• Source:
::::::::::

I’m headed down to the University of Delaware tomorrow for “The African Americas Project,” a two-day symposium bringing together quite a mix of artists, musicians, and scholars to explore the connections between Latin America, the Caribbean and the US.
For my part, I’ll be talking about “Reggaeton’s Afro-American Address,” by which I mean the ways that reggaeton — despite a certain divisiveness — is best understood as a genre articulating a powerful synthesis of Afrodiasporic style which directly (and indexically, musically/semiotically speaking) addresses an Afro-American listening public (and here I use “Afro-American” — an outdated term in the US — in the broadest sense, as a term encompassing Afro-Jamaican, Afro-Puerto-Rican, Afro-Panamanian, and African-American styles and practices).
I’ll make this argument by revealing the secret of the mystery of the mighty dembow. Here’s a hint: the loop that turns up in the lion’s share of reggaeton productions is not sampled from Shabba’s seminal song, despite what Wikipedia and everyone else says. Nope. What you think was made in Kingston actually hails from Long Island! But you’ll have to catch the talk, or wait for a forthcoming article, to get the full scoop.
It’s an honor to be part of a program featuring so many distinguished speakers, among them keynoter Franklin W. Knight, a towering figure in Caribbean Studies. You can see the full program here (PDF), but let me also note, with some excitement, that another participant is none other than Jamaican filmmaker Storm Saulter, who will be screening Better Mus Come and other works tomorrow afternoon (and, awesomely, offering comment on the music panel I’m a part of on Friday).
If you’re in the area, do drop by. Should be a stimulating session.
Also, how refreshing to be described as a “DJ, technomusicologist, and journalist”! Works for me.

::::::::::

• Supplied entries:
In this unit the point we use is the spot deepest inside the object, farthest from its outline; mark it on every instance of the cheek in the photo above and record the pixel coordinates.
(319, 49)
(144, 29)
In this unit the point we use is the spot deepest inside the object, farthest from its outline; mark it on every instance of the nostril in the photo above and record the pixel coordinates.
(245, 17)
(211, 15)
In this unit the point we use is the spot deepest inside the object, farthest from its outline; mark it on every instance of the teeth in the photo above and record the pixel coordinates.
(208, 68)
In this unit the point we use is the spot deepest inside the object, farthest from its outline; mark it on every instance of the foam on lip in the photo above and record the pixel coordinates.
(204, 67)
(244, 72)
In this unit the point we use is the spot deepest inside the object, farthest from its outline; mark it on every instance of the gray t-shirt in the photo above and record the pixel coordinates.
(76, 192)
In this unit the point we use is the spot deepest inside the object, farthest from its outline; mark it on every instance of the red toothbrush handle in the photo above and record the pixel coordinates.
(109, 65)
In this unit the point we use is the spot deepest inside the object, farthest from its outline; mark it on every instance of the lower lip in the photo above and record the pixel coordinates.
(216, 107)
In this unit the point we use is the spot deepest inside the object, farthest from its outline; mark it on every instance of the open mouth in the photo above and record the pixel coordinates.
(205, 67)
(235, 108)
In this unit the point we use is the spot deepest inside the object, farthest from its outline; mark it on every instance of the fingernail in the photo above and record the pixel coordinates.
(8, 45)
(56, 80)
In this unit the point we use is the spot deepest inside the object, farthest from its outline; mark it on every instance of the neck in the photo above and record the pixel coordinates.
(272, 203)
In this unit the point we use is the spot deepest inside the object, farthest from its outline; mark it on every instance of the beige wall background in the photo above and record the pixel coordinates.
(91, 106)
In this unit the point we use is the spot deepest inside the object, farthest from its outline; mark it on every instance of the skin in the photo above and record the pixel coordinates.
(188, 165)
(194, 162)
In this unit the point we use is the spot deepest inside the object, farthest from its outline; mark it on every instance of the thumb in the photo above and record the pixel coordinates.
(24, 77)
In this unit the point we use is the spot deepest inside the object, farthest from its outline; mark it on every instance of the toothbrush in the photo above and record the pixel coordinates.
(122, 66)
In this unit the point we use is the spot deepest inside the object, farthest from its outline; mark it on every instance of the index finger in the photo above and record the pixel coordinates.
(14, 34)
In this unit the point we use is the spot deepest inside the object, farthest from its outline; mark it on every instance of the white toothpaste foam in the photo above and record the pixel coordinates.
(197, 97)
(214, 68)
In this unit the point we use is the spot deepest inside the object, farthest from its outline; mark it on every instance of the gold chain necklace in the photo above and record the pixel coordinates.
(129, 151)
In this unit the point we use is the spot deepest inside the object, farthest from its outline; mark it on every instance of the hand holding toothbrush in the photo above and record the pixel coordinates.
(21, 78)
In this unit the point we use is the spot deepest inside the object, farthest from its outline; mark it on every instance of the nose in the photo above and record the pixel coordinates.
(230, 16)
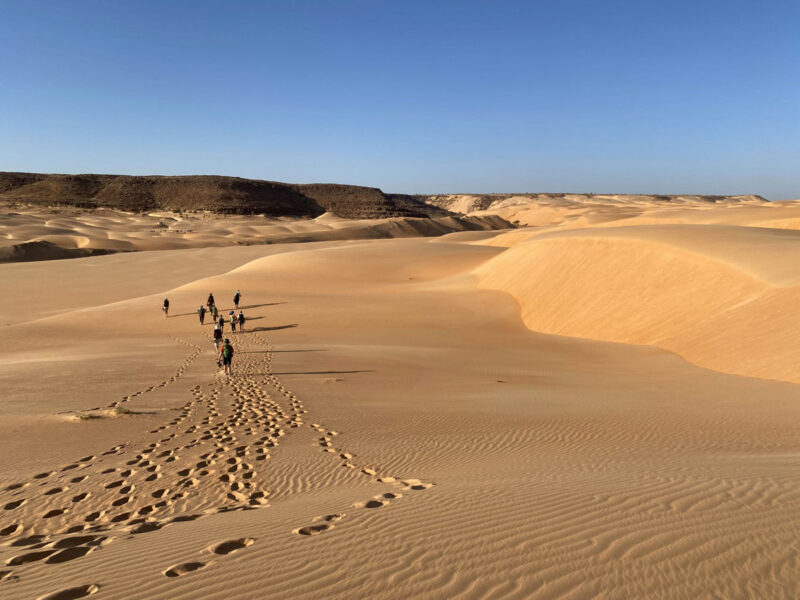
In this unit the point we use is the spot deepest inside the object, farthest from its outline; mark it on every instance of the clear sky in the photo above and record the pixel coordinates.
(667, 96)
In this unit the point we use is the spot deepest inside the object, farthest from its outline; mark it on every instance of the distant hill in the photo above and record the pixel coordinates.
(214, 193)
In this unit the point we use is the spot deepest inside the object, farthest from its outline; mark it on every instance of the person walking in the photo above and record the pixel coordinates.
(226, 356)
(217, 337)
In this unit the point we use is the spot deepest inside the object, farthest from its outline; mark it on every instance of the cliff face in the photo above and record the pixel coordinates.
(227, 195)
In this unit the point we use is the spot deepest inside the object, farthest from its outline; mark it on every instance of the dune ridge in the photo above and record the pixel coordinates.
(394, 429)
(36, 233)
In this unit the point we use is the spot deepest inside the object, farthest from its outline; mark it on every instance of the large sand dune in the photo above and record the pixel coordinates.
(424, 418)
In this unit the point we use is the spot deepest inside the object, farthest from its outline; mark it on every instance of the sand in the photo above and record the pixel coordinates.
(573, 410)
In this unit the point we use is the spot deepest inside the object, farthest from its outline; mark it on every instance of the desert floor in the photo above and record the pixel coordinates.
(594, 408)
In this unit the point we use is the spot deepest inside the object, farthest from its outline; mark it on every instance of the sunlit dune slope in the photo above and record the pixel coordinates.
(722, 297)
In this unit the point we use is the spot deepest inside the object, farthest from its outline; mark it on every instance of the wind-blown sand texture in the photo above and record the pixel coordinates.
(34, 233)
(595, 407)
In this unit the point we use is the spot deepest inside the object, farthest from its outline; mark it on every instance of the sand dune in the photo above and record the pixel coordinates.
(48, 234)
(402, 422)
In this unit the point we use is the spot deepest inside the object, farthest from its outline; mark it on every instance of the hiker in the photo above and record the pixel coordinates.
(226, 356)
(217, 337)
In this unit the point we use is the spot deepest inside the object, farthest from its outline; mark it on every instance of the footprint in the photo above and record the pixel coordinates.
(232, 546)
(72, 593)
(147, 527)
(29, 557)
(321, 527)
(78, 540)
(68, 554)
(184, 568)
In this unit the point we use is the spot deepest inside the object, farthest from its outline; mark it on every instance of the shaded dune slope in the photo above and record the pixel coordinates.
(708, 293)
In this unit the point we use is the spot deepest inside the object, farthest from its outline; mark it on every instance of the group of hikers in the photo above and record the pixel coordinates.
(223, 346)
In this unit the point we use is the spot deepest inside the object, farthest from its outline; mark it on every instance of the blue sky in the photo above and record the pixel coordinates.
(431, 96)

::::::::::

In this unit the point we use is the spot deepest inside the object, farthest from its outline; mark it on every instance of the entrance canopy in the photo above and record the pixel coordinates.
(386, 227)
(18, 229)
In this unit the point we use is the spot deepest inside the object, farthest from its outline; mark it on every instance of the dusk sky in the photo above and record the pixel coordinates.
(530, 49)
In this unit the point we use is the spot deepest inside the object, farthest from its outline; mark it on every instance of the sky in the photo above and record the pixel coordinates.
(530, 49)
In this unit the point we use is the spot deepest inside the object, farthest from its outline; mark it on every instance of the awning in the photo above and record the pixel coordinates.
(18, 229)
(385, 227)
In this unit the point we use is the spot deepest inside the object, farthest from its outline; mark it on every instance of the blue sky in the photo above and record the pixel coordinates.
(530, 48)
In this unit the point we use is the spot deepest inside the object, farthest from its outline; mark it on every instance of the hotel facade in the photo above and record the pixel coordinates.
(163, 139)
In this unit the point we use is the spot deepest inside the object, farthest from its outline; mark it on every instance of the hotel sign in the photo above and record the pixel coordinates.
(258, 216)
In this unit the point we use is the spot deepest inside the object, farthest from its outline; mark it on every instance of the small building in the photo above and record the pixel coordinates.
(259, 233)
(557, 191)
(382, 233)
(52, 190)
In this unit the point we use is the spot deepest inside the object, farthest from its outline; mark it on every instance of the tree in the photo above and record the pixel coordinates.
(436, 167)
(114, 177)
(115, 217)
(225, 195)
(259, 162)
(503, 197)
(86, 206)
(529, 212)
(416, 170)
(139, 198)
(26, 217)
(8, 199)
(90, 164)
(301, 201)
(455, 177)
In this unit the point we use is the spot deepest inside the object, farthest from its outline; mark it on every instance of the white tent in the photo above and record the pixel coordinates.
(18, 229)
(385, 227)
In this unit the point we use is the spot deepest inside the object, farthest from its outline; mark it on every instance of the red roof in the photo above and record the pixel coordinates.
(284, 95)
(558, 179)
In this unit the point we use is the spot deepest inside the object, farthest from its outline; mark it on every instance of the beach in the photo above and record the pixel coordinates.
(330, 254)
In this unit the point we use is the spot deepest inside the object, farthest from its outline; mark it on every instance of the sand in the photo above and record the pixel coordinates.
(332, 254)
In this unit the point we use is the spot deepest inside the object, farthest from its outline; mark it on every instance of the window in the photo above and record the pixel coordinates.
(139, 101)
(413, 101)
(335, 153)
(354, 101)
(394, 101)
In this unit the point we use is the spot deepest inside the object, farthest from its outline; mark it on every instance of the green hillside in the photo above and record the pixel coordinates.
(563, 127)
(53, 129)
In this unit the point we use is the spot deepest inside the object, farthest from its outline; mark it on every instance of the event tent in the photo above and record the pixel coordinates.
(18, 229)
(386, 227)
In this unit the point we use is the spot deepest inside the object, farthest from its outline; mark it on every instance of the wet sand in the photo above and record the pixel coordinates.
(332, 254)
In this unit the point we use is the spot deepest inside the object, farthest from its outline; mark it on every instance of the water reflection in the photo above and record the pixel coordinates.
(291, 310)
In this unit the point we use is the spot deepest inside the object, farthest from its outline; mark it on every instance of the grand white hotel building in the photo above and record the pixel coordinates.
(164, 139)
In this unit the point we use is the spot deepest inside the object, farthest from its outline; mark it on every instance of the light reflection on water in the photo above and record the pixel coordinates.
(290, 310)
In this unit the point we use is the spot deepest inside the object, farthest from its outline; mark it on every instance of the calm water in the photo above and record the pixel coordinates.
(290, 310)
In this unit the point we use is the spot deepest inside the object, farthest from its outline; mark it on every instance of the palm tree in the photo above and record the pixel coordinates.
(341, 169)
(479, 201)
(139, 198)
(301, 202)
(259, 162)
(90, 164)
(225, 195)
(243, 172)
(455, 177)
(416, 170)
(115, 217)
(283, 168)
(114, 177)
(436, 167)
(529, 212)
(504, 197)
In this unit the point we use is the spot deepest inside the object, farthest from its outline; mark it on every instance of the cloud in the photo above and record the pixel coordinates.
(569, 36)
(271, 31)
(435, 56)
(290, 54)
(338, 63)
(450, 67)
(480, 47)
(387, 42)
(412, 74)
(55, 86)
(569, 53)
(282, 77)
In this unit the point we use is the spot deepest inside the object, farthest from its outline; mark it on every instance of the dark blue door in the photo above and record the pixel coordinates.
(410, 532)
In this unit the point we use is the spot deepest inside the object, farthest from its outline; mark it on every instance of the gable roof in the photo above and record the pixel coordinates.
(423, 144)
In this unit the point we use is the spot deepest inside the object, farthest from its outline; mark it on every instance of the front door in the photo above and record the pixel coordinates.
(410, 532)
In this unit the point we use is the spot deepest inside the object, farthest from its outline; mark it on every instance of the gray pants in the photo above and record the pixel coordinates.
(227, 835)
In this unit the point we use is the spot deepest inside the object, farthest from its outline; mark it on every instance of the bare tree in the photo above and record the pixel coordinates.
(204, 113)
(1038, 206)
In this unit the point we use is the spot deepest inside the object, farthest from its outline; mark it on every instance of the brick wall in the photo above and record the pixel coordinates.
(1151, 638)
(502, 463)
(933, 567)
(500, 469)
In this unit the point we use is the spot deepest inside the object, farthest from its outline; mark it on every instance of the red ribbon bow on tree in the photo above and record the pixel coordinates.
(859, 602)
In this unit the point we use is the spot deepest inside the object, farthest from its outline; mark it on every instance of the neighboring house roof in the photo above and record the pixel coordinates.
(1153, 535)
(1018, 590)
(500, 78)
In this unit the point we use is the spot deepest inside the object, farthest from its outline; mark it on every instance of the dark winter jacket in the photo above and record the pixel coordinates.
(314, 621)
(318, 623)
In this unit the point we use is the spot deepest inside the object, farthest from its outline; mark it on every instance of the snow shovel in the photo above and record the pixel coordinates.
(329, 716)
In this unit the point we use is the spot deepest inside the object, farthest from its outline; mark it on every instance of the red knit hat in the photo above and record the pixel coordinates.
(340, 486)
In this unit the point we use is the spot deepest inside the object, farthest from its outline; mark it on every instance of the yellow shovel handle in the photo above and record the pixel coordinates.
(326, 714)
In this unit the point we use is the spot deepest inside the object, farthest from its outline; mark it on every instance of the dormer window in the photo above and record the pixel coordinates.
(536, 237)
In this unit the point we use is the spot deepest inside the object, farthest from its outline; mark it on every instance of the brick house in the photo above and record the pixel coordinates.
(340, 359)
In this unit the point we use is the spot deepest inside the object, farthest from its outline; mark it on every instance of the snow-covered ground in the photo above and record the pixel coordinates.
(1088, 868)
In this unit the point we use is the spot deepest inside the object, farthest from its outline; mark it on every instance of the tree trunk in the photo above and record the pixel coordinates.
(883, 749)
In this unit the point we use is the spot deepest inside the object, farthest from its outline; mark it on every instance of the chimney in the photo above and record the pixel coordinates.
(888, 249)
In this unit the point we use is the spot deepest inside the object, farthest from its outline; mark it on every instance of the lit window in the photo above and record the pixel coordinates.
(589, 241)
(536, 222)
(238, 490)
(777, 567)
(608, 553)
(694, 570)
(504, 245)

::::::::::

• Prompt 1: Reproduce word for word the part of the symposium post running from "I’ll make this" down to "of on Friday).".
• Prompt 2:
Using the symposium post, answer these:
(a) Which university is hosting the symposium?
(b) According to the post, where does the loop heard in most reggaeton productions actually come from?
(c) Who is the keynote speaker?

• Full response 1:
I’ll make this argument by revealing the secret of the mystery of the mighty dembow. Here’s a hint: the loop that turns up in the lion’s share of reggaeton productions is not sampled from Shabba’s seminal song, despite what Wikipedia and everyone else says. Nope. What you think was made in Kingston actually hails from Long Island! But you’ll have to catch the talk, or wait for a forthcoming article, to get the full scoop.
It’s an honor to be part of a program featuring so many distinguished speakers, among them keynoter Franklin W. Knight, a towering figure in Caribbean Studies. You can see the full program here (PDF), but let me also note, with some excitement, that another participant is none other than Jamaican filmmaker Storm Saulter, who will be screening Better Mus Come and other works tomorrow afternoon (and, awesomely, offering comment on the music panel I’m a part of on Friday).

• Full response 2:
(a) The University of Delaware
(b) Long Island
(c) Franklin W. Knight